--- START ---

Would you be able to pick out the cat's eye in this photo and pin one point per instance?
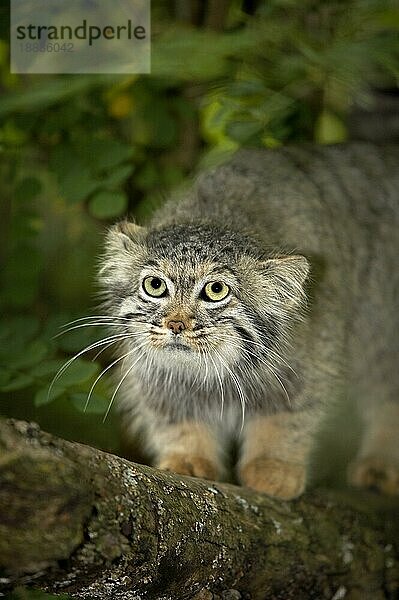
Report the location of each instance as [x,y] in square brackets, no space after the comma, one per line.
[154,286]
[214,291]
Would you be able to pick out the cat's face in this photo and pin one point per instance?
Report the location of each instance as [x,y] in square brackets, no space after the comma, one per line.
[198,296]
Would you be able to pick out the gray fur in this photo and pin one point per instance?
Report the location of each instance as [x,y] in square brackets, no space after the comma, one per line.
[289,342]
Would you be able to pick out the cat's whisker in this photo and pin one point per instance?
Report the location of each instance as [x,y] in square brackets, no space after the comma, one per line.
[220,385]
[91,318]
[119,386]
[237,384]
[273,372]
[92,346]
[103,373]
[95,324]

--- END ---

Repeat exactly, and only, the lines from the line with "Would you be able to pick out the gray" through the end of the listing above, both ends included.

*ANSWER SECTION:*
Would you be able to pick out the gray fur in this photo and pin one point per instance?
Report the location of each instance as [x,y] in square brackets, no space after the comma, one per line.
[289,342]
Would you be able to pick out the cat's whisker in this photo and pin one point per instance?
Report the location of each instance as [x,y] in square brackets, no space after the comma, one per line.
[220,385]
[91,318]
[119,386]
[237,384]
[273,372]
[92,346]
[103,373]
[95,324]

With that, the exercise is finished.